═══ Selection

Too often, however, ethics operate in the background rather than as an examined, foreground element in daily work. And that is a missed opportunity.

 

Ethics remind us of our connectedness and guide our better actions

When we apply an ethical lens to our thinking, decisions, and actions, we see how we are part of a larger system. We can understand that the choices we make affect others, and that others’ choices affect us. We recognize interdependency. We think about time differently. We have a different perspective on our obligations.

With ethics as a guide, we ask questions such as:

  • What is the right thing to do?
  • What is our responsibility to others?
  • How can we be of service?
  • What might be the effects of our decisions in the near and long term?
  • What is the greater good, and how can we support it?
  • How do we ensure that we are trustworthy in what we say and do?
  • How do we elicit everyone’s best contributions?
  • How do we invite all voices and encourage them to be heard?
  • In our words, actions, and commitments, how do we ensure that we do no harm?

These are important questions. How we answer them says a lot about our reputation, and whether people will want to engage with us. As a practical matter, asking ethical questions can inform every level of daily organizational work:

  • What products and services we create, and for whom
  • Whom we partner with—up and down our supply chain, and as we forge collaborations
  • Whom we hire and promote
  • How we design and run meetings
  • How we manage and reward performance
  • Where we invest
  • How we make decisions
  • What we report to our shareholders and stakeholders
  • And more

Applying an ethical lens, and asking ethical questions, are not passive undertakings. Put active time and attention to them regularly—in groups and teams, and on your own.

══════
═══ Extracted information

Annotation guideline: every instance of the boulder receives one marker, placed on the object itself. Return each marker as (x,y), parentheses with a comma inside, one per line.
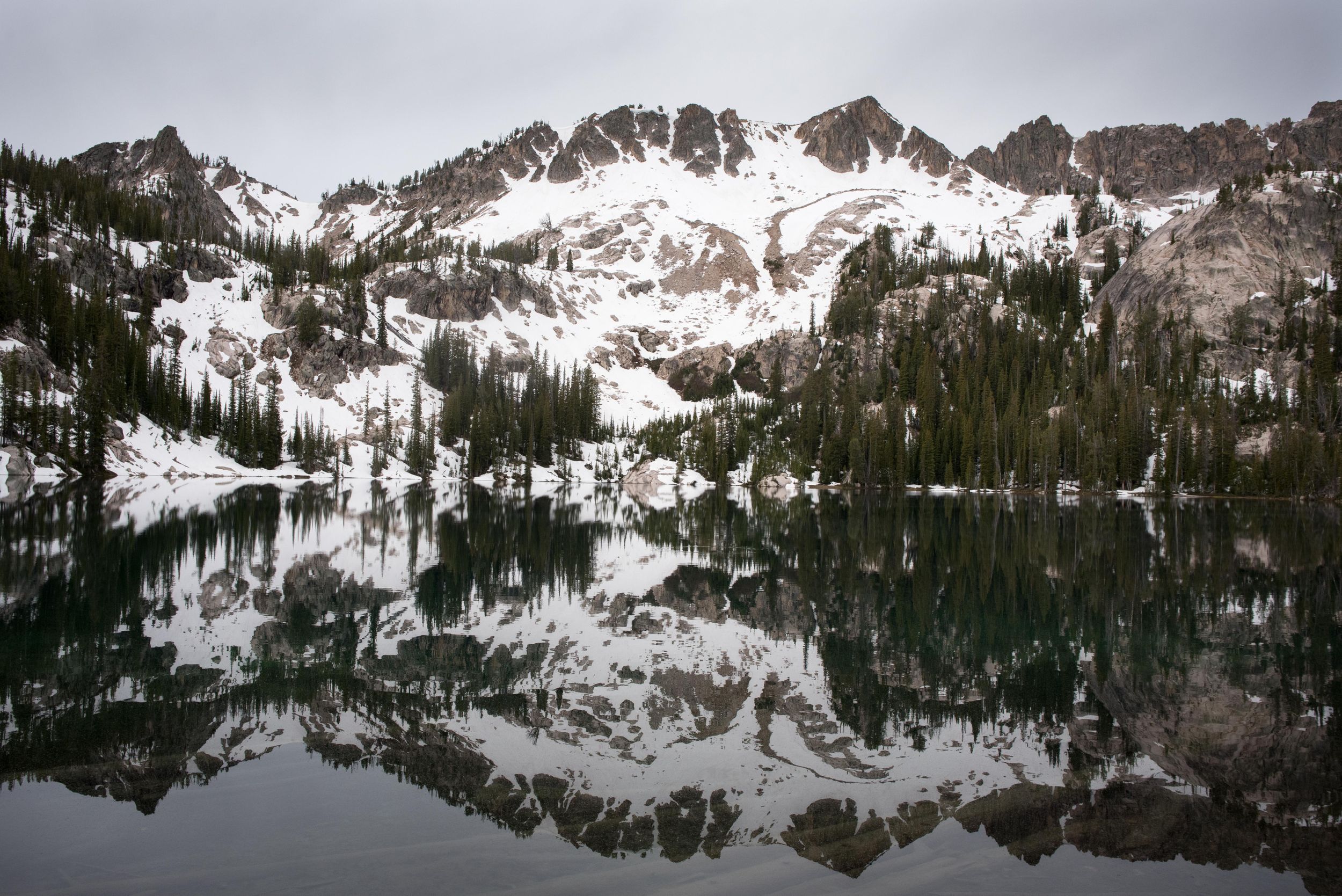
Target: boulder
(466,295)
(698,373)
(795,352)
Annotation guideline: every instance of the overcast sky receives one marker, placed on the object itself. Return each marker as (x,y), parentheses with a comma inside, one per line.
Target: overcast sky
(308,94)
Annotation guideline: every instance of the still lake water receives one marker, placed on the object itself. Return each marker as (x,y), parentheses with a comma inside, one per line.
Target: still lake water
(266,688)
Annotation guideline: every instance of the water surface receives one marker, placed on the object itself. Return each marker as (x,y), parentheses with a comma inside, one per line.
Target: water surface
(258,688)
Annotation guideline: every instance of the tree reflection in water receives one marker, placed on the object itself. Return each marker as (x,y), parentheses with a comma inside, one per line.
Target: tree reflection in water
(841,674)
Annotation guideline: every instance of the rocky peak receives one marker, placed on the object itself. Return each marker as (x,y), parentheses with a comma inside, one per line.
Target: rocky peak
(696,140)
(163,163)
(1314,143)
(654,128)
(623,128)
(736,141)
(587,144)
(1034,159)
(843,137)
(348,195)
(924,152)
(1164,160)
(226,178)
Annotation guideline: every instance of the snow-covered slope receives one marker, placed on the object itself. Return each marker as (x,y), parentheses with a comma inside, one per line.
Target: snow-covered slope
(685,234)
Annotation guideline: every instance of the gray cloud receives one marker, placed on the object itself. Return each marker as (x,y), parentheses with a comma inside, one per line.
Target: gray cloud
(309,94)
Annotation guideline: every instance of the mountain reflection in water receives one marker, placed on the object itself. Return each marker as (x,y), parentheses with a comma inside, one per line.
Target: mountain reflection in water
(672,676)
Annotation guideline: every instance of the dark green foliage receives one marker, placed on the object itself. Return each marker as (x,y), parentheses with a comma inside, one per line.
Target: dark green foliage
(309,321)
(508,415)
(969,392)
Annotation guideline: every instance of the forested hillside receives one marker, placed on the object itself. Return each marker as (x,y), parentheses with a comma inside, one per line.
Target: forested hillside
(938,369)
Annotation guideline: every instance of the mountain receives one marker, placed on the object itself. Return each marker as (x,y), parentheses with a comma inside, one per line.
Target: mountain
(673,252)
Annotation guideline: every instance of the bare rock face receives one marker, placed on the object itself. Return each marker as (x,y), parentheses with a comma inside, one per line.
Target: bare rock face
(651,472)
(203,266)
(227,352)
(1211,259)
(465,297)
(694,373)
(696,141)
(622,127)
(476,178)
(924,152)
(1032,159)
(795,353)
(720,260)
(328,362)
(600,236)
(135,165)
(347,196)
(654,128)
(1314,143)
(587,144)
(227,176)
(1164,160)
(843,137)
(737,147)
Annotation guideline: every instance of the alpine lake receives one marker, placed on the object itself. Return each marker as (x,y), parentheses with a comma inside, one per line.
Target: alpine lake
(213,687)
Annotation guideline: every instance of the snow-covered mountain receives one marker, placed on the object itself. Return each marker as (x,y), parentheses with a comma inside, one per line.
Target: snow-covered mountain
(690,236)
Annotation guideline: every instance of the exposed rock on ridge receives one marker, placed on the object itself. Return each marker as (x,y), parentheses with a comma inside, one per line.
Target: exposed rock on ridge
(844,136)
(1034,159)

══════

Set of tasks:
a - According to the ethics excerpt, what do ethics remind us of?
b - Copy out the records verbatim, starting at the line that contains "Annotation guideline: every instance of the bare" and stopping after the last line of the records.

Exercise responses:
a - Our connectedness.

b -
Annotation guideline: every instance of the bare rock face receives one marker, placed on the object itself. Return each marker as (x,y), parentheses with a comma inside, one per line.
Target: bare rock face
(651,472)
(203,266)
(227,352)
(1211,259)
(465,297)
(694,373)
(696,141)
(622,127)
(476,178)
(924,152)
(1032,159)
(795,353)
(720,260)
(328,362)
(600,236)
(135,165)
(347,196)
(654,128)
(1314,143)
(587,144)
(227,176)
(1164,160)
(843,137)
(737,147)
Annotation guideline: every instance of the alpine lake receives one marker, placed on the object itself. Return each marker as (x,y), parentheses with a comma inside, one per line.
Target: alpine lake
(213,687)
Annotation guideline: every instance of the snow-covered mountain receives one marker, placed on the object itself. Return each marker as (x,y), parentheses with a comma inside, one per line.
Target: snow-covered mountain
(690,236)
Annotation guideline: every instance of the exposed rock on ridge receives one marker, placed on the object itself. Return each marker as (x,y), parentheses with a comma inside, one per line.
Target: exposed rock on ridge
(844,136)
(1034,159)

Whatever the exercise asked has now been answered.